§ **TEKSTBLOK**:
'''

ECLI:NL:RBMNE:2018:6373

Rechtbank Midden-Nederland

Datum uitspraak
17 december 2018
Publicatiedatum
24 december 2018
Zaaknummer
16/652635-18
Instantie
Rechtbank Midden-Nederland
Type
Uitspraak
Rechtsgebied
Strafrecht
Procedures
  • Eerste aanleg - meervoudig
Vindplaatsen
  • Rechtspraak.nl
AI samenvatting door LexboostAutomatisch gegenereerd

Medeplichtigheid aan poging doodslag in de openbare ruimte met geweld

Op 17 december 2018 heeft de Rechtbank Midden-Nederland uitspraak gedaan in een strafzaak tegen een verdachte die medeplichtig was aan een poging tot doodslag. De zaak vond plaats op 16 augustus 2018 te Utrecht, waar de verdachte getuige was van een gewelddadige confrontatie tussen de medeverdachte en het slachtoffer. De verdachte heeft, in plaats van in te grijpen, omstanders tegengehouden die probeerden te helpen, waardoor de medeverdachte zijn geweldsdaad kon voortzetten. De rechtbank heeft vastgesteld dat de verdachte opzettelijk behulpzaam was bij het geweld, wat leidde tot de bewezenverklaring van medeplichtigheid aan poging tot doodslag. De rechtbank oordeelde dat de verdachte, door zijn handelen, de kans op de dood van het slachtoffer heeft aanvaard. De officier van justitie had een gevangenisstraf van 12 maanden geëist, en de rechtbank heeft uiteindelijk een gevangenisstraf van 12 maanden opgelegd, waarvan 3 maanden voorwaardelijk met een proeftijd van 2 jaar. De rechtbank heeft rekening gehouden met de ernst van het feit en de rol van de verdachte in de gewelddadige situatie.

'''

Geef de rechterlijke uitspraak hierboven alstublieft volledig en ongewijzigd weer.

§ **VERSTREKTE GEGEVENS**:
'''

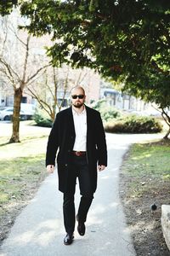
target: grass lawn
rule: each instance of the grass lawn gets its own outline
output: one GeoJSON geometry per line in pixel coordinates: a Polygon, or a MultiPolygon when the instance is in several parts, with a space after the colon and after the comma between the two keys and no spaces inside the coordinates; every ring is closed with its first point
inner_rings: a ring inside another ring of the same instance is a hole
{"type": "MultiPolygon", "coordinates": [[[[0,241],[47,176],[45,153],[50,130],[29,128],[27,123],[22,126],[20,143],[8,144],[8,137],[0,135],[0,241]]],[[[5,131],[6,124],[2,127],[5,131]]]]}
{"type": "MultiPolygon", "coordinates": [[[[170,181],[170,145],[169,143],[134,144],[122,165],[122,172],[131,179],[129,195],[141,196],[156,183],[152,179],[162,183],[170,181]]],[[[153,188],[152,188],[153,186],[153,188]]]]}
{"type": "Polygon", "coordinates": [[[162,205],[170,204],[170,142],[133,144],[121,170],[120,195],[137,255],[169,255],[162,205]],[[157,209],[152,212],[150,206],[157,209]]]}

'''

§ **ANTWOORD OP TAAK**:
ECLI:NL:RBMNE:2018:6373

Rechtbank Midden-Nederland

Datum uitspraak
17 december 2018
Publicatiedatum
24 december 2018
Zaaknummer
16/652635-18
Instantie
Rechtbank Midden-Nederland
Type
Uitspraak
Rechtsgebied
Strafrecht
Procedures
  • Eerste aanleg - meervoudig
Vindplaatsen
  • Rechtspraak.nl
AI samenvatting door LexboostAutomatisch gegenereerd

Medeplichtigheid aan poging doodslag in de openbare ruimte met geweld

Op 17 december 2018 heeft de Rechtbank Midden-Nederland uitspraak gedaan in een strafzaak tegen een verdachte die medeplichtig was aan een poging tot doodslag. De zaak vond plaats op 16 augustus 2018 te Utrecht, waar de verdachte getuige was van een gewelddadige confrontatie tussen de medeverdachte en het slachtoffer. De verdachte heeft, in plaats van in te grijpen, omstanders tegengehouden die probeerden te helpen, waardoor de medeverdachte zijn geweldsdaad kon voortzetten. De rechtbank heeft vastgesteld dat de verdachte opzettelijk behulpzaam was bij het geweld, wat leidde tot de bewezenverklaring van medeplichtigheid aan poging tot doodslag. De rechtbank oordeelde dat de verdachte, door zijn handelen, de kans op de dood van het slachtoffer heeft aanvaard. De officier van justitie had een gevangenisstraf van 12 maanden geëist, en de rechtbank heeft uiteindelijk een gevangenisstraf van 12 maanden opgelegd, waarvan 3 maanden voorwaardelijk met een proeftijd van 2 jaar. De rechtbank heeft rekening gehouden met de ernst van het feit en de rol van de verdachte in de gewelddadige situatie.